---- Excerpt
Jinze Liu (North Carolina) on mapping RNA-seq short reads for splice junction discovery
Problem: Infer splices from RNA-seq tags in Equus (which is EST-poor). Prefix and suffix of a tag align to different parts of the genome; splice junction t unknown. Needs to be error tolerant.
Approach: either suffix or prefix need to align with at least m/2 nucleotides in the genome. Find half-tag alignments followed by constrained search around the anchor within distance D. Spliced alignment search minimizes mismatches between tag and genome (not conditioned on genomic features).
Linear scaling with genome size, number of tags, maximum allowed intron size and tag size. That’s quite interesting, would make this great for an initial screen of a data set before possibly trying more complex approaches.
Require minimum anchor size to keep false positives low, minimum amount of tags crossing an intron. Good sensitivity at 8+ spliced reads (usual dependency on read coverage).
Inanc Birol (BC Cancer Agency): de novo transcriptome assembly with ABySS
New paradigm in assembly: large number of short and uniform reads. Old approach of overlap/overlay/consensus no longer viable. Alternative in the de Bruijn graph method to characterize the order of the reads with respect to each other in a digraph.
k-mer extension require higher coverage with increased k; with k less than the read length the virtual coverage increases (e.g., 8-mer reads with 5-mer sub-reads). Selection of k determines sensitivity and specificity. Assembly branches / false branches / bubbles due to misreads, repeats. Need to be trimmed, remove lesser supported branches in bubbles to come up with a linear assembly
Output includes:
- Assembly contigs
- ‘Popped’ bubbles (allelic differences near-repeats, read errors)
- Contig adjacency (k-1 overlaps and mate pairs)
Sample performance on E.coli K12, 21M Illumina reads, 325X with 36bp reads. Well studied substrain with no rearrangements. No mis-assemblies of contigs > 100bp
Difference in transcript assembly: coverage levels depend on expression levels, split assembly paths can be isoforms, contig sizes vary with product sizes (small!), contig clusters are the expressed genes. Can discover novel transcripts.
194M reads from a lymphoma patient (both paired and unpaired reads). Picked k-mer of 28 as it results in a sharp decrease of contigs. Assembly between 2 and 8 hours (unpaired, paired) result in 30Mbp of transcriptime, 93% overlap with UCSC genes, 7% in intergenic regions. Retained popped bubble information provides allele information.
ABySS explorer (in review in IEEE Tr Vis and Comp Graphics) to explore contigs.
Chol-Hee Jung (IMB Queensland): Identification of novel non-coding RNAs using profiles of short seq reads from next generation sequencing data
In short: RNomics through reverse engineering. 10 million tags from 12 Drosophila datasets, 11% of the genome with perfectly matching tags. Cover miRNA, transposons, tRNA, snoRNAs. Recent studies identified novel ncRNA forms (mi/si/piRNA). Using the concept of tag-contigs to find novel ncRNA groups — continuously overlapping sequence tags on the same strand identified about half a million contigs
Identify contigs of specific length with high coverage in unannotated parts of the genome. Reduced the set to 100k clusters after removal of transposons. Take subset of clusters with specific length, depth, features (89 with depth > 100, no transposon similarity). First group mainly in introns, downstream of tRNAs (8 clusters with identical 18mer), confirmed by Northerns. Group 2 specifically expressed in tissue subsets.
--------
* Work order 1: According to the notes, why was a k-mer of 28 chosen when assembling the 194M reads from the lymphoma patient? Answer in one to three sentences.
* Work order 2: Please write out the part of the notes between "194M reads from" and "provides allele information.", inclusive.
---- Data extract
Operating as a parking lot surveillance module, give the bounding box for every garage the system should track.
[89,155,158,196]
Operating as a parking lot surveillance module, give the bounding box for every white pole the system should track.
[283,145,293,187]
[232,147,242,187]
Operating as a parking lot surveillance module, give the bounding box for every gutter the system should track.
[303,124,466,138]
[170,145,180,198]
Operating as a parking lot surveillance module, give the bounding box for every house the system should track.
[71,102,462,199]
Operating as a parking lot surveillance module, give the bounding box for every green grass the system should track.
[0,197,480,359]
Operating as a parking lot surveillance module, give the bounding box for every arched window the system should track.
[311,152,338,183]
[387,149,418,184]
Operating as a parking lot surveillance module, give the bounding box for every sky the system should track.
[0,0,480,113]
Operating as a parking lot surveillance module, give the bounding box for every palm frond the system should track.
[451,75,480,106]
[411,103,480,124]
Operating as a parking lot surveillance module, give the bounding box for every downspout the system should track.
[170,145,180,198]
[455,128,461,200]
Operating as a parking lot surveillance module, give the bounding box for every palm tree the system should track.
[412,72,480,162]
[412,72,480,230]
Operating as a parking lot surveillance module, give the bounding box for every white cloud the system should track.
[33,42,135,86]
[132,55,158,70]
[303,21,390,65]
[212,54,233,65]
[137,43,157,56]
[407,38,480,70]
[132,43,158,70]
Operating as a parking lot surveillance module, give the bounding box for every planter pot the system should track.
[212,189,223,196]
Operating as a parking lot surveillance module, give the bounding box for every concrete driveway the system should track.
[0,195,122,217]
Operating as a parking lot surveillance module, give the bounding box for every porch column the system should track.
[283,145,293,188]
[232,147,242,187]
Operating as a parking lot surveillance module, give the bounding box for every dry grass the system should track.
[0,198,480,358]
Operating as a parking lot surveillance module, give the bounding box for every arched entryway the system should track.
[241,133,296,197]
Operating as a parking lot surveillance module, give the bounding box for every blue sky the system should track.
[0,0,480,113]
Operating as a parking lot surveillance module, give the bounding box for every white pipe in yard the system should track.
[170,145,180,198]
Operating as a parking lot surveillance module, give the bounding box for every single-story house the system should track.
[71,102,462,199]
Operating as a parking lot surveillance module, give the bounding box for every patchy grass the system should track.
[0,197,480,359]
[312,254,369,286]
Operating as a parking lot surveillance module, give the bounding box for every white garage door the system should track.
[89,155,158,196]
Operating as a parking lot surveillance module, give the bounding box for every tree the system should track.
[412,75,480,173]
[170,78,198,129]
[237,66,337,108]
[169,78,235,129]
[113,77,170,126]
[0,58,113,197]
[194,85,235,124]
--------
* Exercise result 1: A k-mer of 28 was chosen because it results in a sharp decrease of contigs.

* Exercise result 2:
194M reads from a lymphoma patient (both paired and unpaired reads). Picked k-mer of 28 as it results in a sharp decrease of contigs. Assembly between 2 and 8 hours (unpaired, paired) result in 30Mbp of transcriptime, 93% overlap with UCSC genes, 7% in intergenic regions. Retained popped bubble information provides allele information.